──────── Given records ────────

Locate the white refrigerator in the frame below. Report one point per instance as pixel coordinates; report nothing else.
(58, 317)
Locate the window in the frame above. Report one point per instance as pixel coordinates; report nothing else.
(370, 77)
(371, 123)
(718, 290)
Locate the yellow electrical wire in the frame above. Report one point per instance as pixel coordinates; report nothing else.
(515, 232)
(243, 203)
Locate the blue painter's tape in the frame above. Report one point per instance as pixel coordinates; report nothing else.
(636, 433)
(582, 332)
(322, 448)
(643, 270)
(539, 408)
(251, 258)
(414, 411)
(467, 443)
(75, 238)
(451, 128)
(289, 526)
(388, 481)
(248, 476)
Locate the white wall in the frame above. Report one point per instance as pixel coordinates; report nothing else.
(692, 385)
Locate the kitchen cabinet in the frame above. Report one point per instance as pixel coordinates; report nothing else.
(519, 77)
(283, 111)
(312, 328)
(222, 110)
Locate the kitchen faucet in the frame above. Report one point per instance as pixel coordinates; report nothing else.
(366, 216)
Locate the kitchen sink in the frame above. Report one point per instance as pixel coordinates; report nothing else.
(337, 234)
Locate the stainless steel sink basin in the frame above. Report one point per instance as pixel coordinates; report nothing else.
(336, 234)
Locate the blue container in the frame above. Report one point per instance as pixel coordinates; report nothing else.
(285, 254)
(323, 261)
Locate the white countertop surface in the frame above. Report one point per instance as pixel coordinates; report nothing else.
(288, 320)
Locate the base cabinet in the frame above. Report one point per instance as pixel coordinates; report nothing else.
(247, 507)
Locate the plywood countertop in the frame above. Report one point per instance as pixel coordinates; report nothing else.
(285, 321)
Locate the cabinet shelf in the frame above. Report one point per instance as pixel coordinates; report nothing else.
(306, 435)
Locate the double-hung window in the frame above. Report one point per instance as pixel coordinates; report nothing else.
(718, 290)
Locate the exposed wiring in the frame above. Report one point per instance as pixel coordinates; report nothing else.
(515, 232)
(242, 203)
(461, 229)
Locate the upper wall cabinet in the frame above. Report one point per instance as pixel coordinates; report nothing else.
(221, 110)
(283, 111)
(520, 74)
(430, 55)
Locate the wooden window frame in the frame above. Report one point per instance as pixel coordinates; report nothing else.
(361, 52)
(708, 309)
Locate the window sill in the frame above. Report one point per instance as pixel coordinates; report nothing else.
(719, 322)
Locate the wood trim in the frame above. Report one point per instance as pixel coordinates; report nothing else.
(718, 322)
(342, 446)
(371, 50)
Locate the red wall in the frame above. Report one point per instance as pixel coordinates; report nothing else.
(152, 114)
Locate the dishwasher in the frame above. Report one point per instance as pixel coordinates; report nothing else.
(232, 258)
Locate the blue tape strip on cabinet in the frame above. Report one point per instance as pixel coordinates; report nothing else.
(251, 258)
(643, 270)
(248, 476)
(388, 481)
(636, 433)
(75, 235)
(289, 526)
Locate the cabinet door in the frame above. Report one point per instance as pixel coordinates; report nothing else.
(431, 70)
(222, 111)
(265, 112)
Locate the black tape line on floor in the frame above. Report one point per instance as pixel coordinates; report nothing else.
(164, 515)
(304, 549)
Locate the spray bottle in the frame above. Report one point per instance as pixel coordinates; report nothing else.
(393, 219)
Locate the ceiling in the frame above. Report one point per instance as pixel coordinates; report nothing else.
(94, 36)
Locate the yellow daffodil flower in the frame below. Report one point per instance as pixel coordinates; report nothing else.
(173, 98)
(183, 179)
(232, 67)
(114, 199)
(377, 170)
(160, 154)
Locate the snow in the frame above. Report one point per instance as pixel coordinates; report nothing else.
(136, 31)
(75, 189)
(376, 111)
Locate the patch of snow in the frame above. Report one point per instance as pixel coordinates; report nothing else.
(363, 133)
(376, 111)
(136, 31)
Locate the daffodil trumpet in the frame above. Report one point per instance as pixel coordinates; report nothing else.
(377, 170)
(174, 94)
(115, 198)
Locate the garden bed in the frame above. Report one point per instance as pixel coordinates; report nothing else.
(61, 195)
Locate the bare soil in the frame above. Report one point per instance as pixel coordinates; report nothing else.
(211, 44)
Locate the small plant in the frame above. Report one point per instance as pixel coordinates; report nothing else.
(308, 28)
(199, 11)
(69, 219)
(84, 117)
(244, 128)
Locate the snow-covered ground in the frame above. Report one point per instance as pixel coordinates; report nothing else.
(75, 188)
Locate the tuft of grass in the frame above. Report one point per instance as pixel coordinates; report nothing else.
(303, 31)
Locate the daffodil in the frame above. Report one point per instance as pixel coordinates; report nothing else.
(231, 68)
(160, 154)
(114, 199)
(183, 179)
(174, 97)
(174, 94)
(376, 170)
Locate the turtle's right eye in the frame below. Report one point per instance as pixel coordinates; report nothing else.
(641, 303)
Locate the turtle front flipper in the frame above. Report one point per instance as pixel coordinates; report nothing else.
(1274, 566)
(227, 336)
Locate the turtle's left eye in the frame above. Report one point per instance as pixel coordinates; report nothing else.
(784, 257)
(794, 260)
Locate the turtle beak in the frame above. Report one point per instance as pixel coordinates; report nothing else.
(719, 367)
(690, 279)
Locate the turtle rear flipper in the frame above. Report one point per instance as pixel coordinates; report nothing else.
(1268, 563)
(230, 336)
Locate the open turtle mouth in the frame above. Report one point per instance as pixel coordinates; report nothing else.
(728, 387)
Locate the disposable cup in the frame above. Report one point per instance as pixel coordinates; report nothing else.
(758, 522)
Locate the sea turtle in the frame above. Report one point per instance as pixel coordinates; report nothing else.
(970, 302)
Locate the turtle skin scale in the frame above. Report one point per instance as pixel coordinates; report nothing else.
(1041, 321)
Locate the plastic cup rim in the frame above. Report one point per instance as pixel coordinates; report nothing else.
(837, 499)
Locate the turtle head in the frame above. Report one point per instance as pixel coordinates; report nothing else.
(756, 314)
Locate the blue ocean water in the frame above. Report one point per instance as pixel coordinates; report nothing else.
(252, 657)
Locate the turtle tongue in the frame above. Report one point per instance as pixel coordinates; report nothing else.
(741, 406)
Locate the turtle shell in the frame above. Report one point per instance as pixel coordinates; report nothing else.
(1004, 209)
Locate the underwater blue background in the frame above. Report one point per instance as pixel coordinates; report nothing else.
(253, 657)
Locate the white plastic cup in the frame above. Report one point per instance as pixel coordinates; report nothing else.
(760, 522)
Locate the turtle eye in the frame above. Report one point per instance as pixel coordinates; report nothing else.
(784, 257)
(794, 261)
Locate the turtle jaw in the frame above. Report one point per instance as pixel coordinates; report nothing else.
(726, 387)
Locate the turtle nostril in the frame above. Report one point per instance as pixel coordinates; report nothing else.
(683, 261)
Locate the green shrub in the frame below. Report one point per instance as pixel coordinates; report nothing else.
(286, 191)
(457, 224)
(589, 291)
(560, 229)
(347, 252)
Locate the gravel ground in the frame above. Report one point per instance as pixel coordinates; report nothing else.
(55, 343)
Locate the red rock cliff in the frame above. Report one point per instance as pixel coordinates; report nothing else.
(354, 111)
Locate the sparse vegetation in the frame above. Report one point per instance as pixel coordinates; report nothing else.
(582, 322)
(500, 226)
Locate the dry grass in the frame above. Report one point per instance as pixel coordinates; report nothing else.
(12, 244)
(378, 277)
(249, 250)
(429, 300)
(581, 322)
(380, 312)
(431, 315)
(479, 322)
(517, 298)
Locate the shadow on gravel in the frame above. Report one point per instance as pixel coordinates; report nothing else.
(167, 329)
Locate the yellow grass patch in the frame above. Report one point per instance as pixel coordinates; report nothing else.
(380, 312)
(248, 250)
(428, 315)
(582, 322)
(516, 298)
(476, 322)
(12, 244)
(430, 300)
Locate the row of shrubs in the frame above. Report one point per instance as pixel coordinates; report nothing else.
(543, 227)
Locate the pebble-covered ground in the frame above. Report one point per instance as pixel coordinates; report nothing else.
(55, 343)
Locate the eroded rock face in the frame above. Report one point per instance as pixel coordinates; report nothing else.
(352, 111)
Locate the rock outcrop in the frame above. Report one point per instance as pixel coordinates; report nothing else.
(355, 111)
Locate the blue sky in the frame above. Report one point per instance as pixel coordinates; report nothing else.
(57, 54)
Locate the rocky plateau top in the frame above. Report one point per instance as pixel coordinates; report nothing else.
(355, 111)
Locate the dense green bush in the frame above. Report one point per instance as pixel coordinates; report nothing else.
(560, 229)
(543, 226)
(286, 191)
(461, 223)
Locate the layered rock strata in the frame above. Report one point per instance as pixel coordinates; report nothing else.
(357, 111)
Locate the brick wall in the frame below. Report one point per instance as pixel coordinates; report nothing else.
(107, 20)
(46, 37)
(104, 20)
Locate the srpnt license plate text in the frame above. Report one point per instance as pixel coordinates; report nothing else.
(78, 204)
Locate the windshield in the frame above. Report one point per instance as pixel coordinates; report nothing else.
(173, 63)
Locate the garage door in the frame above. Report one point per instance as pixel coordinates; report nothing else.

────────

• The exercise
Put the part that opens with the line containing "Locate the rocky" and closes with the last line above into a Markdown table. Use the columns No. and Line, numbering each row, and skip any blank lines.

• Exercise result
| No. | Line |
|---|---|
| 1 | Locate the rocky plateau top in the frame above. Report one point per instance as pixel coordinates; report nothing else. |
| 2 | (355, 111) |
| 3 | Locate the dense green bush in the frame above. Report one point per instance as pixel coordinates; report nothing else. |
| 4 | (560, 229) |
| 5 | (543, 226) |
| 6 | (286, 191) |
| 7 | (461, 223) |
| 8 | Locate the layered rock strata in the frame above. Report one point per instance as pixel coordinates; report nothing else. |
| 9 | (357, 111) |
| 10 | Locate the brick wall in the frame below. Report one point per instance as pixel coordinates; report nothing else. |
| 11 | (107, 20) |
| 12 | (46, 37) |
| 13 | (104, 20) |
| 14 | Locate the srpnt license plate text in the frame above. Report one point per instance as pixel coordinates; report nothing else. |
| 15 | (78, 204) |
| 16 | Locate the windshield in the frame above. Report one point per instance as pixel coordinates; report nothing else. |
| 17 | (173, 63) |
| 18 | Locate the garage door in the frame above. Report one point per instance as pixel coordinates; report nothing else. |